### [What you are asked to do]
Would you restate, exactly as they appear, the lines from the one containing "[locate] orange uniform" through the end of the data below?

:: Data excerpts

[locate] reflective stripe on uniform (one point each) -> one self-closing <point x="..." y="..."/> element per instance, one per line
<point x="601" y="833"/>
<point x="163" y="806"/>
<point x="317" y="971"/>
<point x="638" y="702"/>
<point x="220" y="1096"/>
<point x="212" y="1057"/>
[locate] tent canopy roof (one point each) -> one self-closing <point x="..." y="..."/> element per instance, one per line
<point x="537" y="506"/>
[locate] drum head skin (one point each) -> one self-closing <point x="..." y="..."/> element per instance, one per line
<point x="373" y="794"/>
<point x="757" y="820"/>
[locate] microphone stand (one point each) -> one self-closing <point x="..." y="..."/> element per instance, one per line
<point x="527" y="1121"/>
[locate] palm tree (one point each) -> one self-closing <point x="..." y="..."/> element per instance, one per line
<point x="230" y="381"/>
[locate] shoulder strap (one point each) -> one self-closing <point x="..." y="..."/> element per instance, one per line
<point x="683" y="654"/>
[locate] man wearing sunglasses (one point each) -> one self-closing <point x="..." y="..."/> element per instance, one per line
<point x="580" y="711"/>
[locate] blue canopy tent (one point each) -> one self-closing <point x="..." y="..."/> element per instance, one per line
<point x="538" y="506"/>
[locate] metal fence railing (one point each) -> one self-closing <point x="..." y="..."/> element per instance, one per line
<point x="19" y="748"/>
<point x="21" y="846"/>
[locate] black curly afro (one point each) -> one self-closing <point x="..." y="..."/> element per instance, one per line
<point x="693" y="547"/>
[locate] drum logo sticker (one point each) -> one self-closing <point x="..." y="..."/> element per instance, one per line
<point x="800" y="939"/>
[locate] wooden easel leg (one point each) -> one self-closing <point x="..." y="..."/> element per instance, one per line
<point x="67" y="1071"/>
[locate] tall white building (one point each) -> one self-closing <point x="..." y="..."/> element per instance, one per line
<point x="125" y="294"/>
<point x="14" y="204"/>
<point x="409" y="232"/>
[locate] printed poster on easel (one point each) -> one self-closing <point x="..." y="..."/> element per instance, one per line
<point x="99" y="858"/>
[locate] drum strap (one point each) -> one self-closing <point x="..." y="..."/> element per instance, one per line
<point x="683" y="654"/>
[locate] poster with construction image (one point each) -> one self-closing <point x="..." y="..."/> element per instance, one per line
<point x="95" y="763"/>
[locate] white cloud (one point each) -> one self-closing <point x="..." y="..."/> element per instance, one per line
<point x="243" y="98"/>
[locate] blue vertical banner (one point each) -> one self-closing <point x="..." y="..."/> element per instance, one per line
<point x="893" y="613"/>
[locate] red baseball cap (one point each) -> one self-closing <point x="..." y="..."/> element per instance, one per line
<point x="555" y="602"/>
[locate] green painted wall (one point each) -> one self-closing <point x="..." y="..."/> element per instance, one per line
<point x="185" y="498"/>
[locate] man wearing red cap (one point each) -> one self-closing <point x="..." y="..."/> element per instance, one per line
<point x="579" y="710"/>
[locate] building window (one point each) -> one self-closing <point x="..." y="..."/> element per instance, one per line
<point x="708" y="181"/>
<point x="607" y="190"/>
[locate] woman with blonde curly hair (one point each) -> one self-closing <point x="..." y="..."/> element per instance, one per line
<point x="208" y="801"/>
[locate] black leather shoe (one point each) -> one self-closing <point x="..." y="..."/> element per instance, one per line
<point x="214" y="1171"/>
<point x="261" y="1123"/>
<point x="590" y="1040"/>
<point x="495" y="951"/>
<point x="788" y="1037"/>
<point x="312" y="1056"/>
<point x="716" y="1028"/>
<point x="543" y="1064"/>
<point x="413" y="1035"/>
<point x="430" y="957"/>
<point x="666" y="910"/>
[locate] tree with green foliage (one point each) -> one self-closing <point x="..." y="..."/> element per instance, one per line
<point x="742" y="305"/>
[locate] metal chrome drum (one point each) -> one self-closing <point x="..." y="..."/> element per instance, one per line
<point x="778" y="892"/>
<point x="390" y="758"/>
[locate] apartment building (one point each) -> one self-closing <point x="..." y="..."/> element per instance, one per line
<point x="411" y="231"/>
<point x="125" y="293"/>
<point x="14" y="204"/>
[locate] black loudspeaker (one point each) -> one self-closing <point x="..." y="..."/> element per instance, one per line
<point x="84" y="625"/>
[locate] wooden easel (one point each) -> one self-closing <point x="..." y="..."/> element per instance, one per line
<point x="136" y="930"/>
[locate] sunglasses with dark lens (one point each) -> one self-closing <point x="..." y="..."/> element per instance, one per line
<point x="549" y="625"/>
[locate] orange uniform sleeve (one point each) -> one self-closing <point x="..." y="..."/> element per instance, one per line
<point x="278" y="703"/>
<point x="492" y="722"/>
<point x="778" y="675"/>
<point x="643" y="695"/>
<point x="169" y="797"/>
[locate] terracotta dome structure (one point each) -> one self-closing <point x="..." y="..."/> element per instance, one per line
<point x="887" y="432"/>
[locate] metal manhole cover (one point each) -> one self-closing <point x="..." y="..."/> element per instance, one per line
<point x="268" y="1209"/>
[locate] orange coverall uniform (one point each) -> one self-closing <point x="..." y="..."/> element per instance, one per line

::::

### [Task solution]
[locate] orange uniform sleeve (one point each) -> one self-closing <point x="..." y="..."/> element per instance, one per line
<point x="278" y="703"/>
<point x="492" y="722"/>
<point x="778" y="675"/>
<point x="643" y="695"/>
<point x="169" y="797"/>
[locate] terracotta dome structure (one point each) -> one self-closing <point x="..." y="..."/> element per instance, one per line
<point x="887" y="432"/>
[locate] metal manhole cover (one point each) -> one self-closing <point x="..." y="..."/> element per instance, one per line
<point x="268" y="1209"/>
[locate] orange coverall uniform (one point each) -> one self-closing <point x="..." y="..."/> element per instance, one per line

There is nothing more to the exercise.